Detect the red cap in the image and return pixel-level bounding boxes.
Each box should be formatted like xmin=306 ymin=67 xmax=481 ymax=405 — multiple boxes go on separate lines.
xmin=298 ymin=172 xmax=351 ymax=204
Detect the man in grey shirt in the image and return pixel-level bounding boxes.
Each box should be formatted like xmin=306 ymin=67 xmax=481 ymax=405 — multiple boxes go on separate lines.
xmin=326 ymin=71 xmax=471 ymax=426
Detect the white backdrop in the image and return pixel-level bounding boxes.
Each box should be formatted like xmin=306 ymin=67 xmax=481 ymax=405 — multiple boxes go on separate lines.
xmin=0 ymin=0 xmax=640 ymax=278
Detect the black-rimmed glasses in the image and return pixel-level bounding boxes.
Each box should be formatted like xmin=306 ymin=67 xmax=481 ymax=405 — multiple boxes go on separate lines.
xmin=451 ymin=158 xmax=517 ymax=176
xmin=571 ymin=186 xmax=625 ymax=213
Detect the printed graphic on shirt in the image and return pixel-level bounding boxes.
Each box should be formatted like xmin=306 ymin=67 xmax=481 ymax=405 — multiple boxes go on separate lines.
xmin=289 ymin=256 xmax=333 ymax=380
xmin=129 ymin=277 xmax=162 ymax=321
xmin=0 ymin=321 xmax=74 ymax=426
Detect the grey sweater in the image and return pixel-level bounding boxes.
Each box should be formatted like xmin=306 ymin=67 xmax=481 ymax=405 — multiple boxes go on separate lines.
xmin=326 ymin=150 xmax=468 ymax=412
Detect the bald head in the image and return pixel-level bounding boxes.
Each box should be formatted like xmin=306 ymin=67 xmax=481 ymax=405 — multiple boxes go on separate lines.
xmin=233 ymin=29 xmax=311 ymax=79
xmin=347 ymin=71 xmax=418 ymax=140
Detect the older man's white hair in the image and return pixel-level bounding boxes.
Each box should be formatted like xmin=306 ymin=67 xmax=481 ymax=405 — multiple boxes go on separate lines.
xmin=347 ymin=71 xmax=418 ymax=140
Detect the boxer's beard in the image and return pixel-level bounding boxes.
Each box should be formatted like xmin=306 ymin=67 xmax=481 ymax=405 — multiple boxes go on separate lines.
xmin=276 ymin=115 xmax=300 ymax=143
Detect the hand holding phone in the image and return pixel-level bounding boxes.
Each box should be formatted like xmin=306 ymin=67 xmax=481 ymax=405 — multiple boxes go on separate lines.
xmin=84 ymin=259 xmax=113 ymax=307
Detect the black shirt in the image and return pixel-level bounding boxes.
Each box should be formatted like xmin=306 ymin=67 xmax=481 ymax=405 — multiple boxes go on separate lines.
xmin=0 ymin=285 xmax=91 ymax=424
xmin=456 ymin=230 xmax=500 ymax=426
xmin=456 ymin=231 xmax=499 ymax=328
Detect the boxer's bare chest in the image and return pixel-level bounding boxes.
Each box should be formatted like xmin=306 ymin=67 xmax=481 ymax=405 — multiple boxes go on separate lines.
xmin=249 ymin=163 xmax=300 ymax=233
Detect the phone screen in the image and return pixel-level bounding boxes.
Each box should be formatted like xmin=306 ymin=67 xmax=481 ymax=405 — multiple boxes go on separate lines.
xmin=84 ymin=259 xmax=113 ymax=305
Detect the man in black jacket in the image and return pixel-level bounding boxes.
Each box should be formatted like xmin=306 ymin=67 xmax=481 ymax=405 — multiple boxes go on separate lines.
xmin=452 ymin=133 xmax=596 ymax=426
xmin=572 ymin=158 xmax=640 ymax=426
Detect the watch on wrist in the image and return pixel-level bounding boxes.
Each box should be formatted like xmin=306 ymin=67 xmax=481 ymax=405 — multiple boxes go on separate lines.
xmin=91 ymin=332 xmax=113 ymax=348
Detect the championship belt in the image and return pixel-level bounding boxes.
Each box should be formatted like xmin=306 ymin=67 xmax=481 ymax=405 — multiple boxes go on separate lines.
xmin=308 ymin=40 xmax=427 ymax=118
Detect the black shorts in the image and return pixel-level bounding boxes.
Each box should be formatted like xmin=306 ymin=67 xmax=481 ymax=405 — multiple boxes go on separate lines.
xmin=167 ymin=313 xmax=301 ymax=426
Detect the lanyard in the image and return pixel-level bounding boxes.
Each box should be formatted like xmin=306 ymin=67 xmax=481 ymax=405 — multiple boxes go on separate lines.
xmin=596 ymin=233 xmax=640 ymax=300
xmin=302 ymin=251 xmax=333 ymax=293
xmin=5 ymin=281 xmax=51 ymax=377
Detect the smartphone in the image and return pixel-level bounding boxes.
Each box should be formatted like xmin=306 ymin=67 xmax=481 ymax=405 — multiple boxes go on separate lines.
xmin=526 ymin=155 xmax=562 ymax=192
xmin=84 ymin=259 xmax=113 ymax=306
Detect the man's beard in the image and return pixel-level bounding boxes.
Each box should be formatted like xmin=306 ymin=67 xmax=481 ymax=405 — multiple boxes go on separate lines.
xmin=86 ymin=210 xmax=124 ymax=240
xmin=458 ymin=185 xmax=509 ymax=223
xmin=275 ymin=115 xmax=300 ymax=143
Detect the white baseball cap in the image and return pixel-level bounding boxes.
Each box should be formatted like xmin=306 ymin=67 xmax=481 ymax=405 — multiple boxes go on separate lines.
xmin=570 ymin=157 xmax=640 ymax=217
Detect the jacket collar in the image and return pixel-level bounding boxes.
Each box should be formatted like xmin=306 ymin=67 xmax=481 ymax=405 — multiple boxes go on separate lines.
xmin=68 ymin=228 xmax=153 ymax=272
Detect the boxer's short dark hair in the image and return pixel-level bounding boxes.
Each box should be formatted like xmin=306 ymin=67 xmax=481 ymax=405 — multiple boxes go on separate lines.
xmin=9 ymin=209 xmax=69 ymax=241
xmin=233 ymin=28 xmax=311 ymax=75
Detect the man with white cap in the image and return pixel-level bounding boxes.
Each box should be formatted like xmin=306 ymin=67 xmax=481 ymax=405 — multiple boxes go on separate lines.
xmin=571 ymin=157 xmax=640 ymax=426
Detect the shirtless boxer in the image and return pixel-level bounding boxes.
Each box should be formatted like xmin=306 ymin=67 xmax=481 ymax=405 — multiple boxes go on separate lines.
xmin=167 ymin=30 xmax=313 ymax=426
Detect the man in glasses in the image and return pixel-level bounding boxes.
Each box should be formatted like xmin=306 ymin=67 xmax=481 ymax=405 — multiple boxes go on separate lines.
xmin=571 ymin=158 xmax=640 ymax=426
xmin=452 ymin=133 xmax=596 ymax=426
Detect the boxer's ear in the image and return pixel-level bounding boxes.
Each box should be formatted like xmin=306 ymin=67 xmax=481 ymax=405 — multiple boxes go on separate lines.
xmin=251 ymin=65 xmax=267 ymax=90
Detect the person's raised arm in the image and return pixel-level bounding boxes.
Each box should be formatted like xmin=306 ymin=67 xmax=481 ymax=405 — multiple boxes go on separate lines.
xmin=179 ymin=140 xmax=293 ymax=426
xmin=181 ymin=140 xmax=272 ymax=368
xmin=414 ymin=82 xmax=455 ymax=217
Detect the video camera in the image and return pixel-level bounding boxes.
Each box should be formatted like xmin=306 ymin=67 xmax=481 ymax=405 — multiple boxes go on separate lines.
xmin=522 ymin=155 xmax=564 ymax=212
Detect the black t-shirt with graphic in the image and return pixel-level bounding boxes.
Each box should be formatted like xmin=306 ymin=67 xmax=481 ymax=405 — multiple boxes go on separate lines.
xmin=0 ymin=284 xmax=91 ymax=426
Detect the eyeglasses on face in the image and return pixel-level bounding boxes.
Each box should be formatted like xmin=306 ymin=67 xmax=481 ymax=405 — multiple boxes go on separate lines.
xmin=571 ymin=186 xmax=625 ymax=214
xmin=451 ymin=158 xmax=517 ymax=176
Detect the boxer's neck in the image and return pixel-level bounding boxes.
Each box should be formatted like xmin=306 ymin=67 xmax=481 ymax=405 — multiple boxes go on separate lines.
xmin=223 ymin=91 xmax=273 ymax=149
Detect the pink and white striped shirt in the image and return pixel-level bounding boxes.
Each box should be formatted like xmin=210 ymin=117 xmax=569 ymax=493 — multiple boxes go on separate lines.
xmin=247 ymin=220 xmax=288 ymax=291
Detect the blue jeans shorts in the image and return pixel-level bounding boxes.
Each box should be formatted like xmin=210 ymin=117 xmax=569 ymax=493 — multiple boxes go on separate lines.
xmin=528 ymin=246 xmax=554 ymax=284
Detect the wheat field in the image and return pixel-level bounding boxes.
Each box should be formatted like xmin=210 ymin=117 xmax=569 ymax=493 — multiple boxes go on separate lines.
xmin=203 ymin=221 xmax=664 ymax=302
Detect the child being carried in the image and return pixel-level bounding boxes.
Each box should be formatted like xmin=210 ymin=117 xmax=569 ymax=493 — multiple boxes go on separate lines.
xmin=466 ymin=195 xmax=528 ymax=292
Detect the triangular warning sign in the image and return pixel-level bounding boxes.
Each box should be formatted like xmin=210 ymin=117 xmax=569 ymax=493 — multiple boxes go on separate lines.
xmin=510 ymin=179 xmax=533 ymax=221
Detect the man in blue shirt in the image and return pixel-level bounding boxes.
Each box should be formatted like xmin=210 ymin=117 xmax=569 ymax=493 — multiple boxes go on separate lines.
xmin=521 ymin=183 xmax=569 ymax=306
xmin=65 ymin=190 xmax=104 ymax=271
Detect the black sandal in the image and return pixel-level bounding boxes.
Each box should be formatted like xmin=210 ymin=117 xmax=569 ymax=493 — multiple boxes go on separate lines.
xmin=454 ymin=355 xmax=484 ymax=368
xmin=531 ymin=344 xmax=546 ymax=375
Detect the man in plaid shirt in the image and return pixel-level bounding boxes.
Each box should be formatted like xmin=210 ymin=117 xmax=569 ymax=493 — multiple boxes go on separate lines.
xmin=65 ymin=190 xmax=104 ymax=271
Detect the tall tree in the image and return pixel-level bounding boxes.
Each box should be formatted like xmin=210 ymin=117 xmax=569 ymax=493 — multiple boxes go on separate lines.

WRITTEN PROBLEM:
Copy the records from their first line through the line containing "xmin=0 ymin=0 xmax=640 ymax=278", changing "red cap" to "blue cap" and keeping everything else the same.

EXERCISE ANSWER:
Detect the blue cap in the image and return pixel-level bounding boxes.
Each box should be formatted like xmin=306 ymin=67 xmax=481 ymax=405 — multiple boxes go on separate lines.
xmin=298 ymin=172 xmax=351 ymax=204
Detect the man in grey shirt in the image and return pixel-level bounding boxes.
Each box should be formatted like xmin=306 ymin=67 xmax=481 ymax=405 — multiple boxes go on separate lines.
xmin=326 ymin=71 xmax=471 ymax=426
Detect the white backdrop in the image and return pixel-level bounding boxes.
Each box should be formatted like xmin=306 ymin=67 xmax=481 ymax=405 — multiple boxes go on separate lines.
xmin=0 ymin=0 xmax=640 ymax=278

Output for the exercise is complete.